**Document extract:**

Determine if a given string is an acceptable. The str parameter will be composed of + and = symbols with several letters between them (ie. ++d+===+c++==a) and for the string to be true each letter must be surrounded by a + symbol. So the string to the left would be false. The string will not be empty and will have at least one letter.

For whatever reason, I have struggled mightily with this challenge. I tried to use a regular expression in my Booleans, I tried cascading if statements, I tried a while statement surrounding if statements, I tried to structure my code as a function. After hours of failure, I finally resorted to the following:

var str = prompt("Please enter a test string: ").split("");
answer = "true";

if (((str[0] != "+") && (str[0] != "=")) || ((str[str.length-1] != "+") && (str[str.length-1] != "="))){
  answer = "false";
}

for (var i = 1; i < str.length-1; i++){
  if (((str[i] != "+") && (str[i] != "=")) && (str [i-1] != "+" || str [i+1] != "+")){
      answer = "false";
  }
}  

console.log(answer);

I think it works, but of all the possible solutions to this problem, I am guessing that it is toward the bottom in terms of efficiency and elegance. I'd really appreciate some guidance on how this could be improved.

[Detection annotation records]

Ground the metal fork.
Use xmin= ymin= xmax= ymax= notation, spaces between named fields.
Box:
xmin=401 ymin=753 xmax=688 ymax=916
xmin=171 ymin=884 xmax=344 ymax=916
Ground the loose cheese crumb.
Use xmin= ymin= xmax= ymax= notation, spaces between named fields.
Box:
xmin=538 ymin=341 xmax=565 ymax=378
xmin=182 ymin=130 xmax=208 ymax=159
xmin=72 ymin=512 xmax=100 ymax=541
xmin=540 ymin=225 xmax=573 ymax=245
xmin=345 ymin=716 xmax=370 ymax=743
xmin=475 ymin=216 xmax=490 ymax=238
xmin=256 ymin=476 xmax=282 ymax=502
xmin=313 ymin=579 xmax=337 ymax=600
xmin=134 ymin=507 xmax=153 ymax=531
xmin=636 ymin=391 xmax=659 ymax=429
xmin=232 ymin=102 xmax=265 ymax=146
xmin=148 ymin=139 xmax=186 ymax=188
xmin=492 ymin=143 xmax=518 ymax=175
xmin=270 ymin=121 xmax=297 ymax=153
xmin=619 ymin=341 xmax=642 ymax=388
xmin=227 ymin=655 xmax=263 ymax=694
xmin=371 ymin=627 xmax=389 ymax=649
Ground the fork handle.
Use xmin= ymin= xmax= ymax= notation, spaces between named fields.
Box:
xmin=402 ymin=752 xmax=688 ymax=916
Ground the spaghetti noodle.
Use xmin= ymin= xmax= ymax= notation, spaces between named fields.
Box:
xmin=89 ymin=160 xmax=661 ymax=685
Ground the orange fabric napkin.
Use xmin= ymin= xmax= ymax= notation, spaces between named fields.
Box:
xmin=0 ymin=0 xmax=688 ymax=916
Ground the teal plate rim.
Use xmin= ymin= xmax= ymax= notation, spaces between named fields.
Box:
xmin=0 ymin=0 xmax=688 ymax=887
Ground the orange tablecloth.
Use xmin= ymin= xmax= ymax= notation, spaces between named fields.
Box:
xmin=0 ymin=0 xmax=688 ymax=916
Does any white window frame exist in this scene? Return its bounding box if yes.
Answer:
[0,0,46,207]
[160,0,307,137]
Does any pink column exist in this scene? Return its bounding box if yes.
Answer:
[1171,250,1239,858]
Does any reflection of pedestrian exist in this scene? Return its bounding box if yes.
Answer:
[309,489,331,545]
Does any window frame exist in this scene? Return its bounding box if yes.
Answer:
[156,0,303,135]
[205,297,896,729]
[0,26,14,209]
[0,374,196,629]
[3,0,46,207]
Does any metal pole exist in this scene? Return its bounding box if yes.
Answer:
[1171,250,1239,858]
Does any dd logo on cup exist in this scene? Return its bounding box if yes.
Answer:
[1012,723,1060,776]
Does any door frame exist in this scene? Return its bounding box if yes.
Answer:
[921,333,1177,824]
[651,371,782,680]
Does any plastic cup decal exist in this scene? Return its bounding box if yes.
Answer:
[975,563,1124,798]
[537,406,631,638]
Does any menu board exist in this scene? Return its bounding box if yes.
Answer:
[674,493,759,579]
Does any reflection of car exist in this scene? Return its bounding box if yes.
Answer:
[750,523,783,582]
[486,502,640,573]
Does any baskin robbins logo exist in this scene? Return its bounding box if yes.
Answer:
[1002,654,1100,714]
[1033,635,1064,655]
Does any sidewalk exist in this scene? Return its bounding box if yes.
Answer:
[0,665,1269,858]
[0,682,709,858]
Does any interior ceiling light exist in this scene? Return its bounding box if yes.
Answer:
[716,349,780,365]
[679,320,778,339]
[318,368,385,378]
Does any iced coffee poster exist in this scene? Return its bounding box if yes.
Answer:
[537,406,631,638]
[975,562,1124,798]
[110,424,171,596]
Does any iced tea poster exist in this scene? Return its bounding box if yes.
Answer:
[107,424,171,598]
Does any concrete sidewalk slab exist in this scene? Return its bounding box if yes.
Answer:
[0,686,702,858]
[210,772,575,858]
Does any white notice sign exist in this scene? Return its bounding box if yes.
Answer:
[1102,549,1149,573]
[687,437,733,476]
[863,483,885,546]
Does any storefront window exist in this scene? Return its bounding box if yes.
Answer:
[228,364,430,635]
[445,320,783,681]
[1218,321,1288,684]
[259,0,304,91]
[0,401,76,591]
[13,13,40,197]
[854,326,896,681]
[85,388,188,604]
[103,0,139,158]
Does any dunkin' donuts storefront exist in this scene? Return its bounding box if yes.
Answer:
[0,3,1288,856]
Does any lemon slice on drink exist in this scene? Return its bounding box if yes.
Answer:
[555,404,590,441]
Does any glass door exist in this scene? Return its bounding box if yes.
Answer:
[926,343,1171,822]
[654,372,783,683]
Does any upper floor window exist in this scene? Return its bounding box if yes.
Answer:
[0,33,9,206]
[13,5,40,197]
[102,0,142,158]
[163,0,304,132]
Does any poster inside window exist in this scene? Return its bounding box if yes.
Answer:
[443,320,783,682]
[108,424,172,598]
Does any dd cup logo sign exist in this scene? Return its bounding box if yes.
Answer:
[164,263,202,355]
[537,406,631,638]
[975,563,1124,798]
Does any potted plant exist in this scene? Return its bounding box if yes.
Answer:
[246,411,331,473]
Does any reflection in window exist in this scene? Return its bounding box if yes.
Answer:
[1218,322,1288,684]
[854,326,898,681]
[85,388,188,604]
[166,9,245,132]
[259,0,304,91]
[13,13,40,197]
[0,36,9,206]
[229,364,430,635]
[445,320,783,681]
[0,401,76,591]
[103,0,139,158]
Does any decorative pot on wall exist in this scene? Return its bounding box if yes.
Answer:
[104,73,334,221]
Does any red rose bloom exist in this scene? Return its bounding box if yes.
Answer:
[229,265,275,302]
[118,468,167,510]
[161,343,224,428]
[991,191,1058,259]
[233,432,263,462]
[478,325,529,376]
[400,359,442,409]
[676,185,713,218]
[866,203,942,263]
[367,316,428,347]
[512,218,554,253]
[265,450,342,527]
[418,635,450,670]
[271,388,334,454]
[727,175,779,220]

**Written instruction 1:**
From the forum post about the plus-sign string challenge, print the passage starting with "for (var i = 1;" and going on through "could be improved.".
**Written instruction 2:**
Answer these questions using the forum post about the plus-sign string challenge:
(a) Which two symbols, along with letters, make up the str parameter?
(b) What two conditions does the post guarantee about the string?
(c) Which function does the code call to get the test string from the user?

**Answer 1:**
for (var i = 1; i < str.length-1; i++){
  if (((str[i] != "+") && (str[i] != "=")) && (str [i-1] != "+" || str [i+1] != "+")){
      answer = "false";
  }
}  

console.log(answer);

I think it works, but of all the possible solutions to this problem, I am guessing that it is toward the bottom in terms of efficiency and elegance. I'd really appreciate some guidance on how this could be improved.

**Answer 2:**
(a) The + and = symbols.
(b) The string will not be empty, and it will have at least one letter.
(c) The prompt function.